## OBJECTIVE
Reproduce the listing from its beginning through the line containing "370, 108, 380]]", both ends included, and multiply every bounding-box pixel coordinate in the answers by 1.5, rounding to whole numbers with halves rounded up. Leave the requests and their format samples unchanged.

Data extracted from a collection:
::::::::

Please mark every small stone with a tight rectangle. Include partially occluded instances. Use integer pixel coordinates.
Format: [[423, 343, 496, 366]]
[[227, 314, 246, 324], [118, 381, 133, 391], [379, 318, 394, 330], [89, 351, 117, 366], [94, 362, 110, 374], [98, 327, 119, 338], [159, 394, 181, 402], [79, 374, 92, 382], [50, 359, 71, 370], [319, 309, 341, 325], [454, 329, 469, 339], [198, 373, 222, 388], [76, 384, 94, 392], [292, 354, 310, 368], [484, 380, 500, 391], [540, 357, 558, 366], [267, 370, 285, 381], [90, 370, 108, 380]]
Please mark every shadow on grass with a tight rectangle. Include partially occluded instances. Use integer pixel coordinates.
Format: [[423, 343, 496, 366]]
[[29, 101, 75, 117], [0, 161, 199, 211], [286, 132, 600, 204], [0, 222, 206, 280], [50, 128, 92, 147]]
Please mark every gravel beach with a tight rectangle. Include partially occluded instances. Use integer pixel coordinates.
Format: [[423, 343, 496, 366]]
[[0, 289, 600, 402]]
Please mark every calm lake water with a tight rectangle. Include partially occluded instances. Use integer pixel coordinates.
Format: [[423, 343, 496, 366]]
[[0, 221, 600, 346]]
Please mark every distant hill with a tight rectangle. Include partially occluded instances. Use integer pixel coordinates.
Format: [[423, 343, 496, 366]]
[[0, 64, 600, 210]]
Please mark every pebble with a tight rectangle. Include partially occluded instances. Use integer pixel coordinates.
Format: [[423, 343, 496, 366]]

::::::::

## WRITTEN ANSWER
Please mark every small stone with a tight rectangle. Include partially occluded instances. Use integer pixel coordinates.
Format: [[423, 343, 496, 366]]
[[341, 471, 369, 486], [177, 572, 200, 587], [569, 477, 591, 495], [134, 527, 176, 549], [141, 543, 165, 561], [147, 491, 179, 507], [239, 591, 272, 603], [119, 561, 138, 573], [75, 539, 107, 555], [479, 464, 512, 488], [681, 494, 704, 509], [297, 560, 333, 582], [114, 576, 141, 588], [438, 531, 465, 552], [726, 570, 750, 587], [810, 536, 837, 549], [401, 555, 428, 572], [135, 555, 162, 570]]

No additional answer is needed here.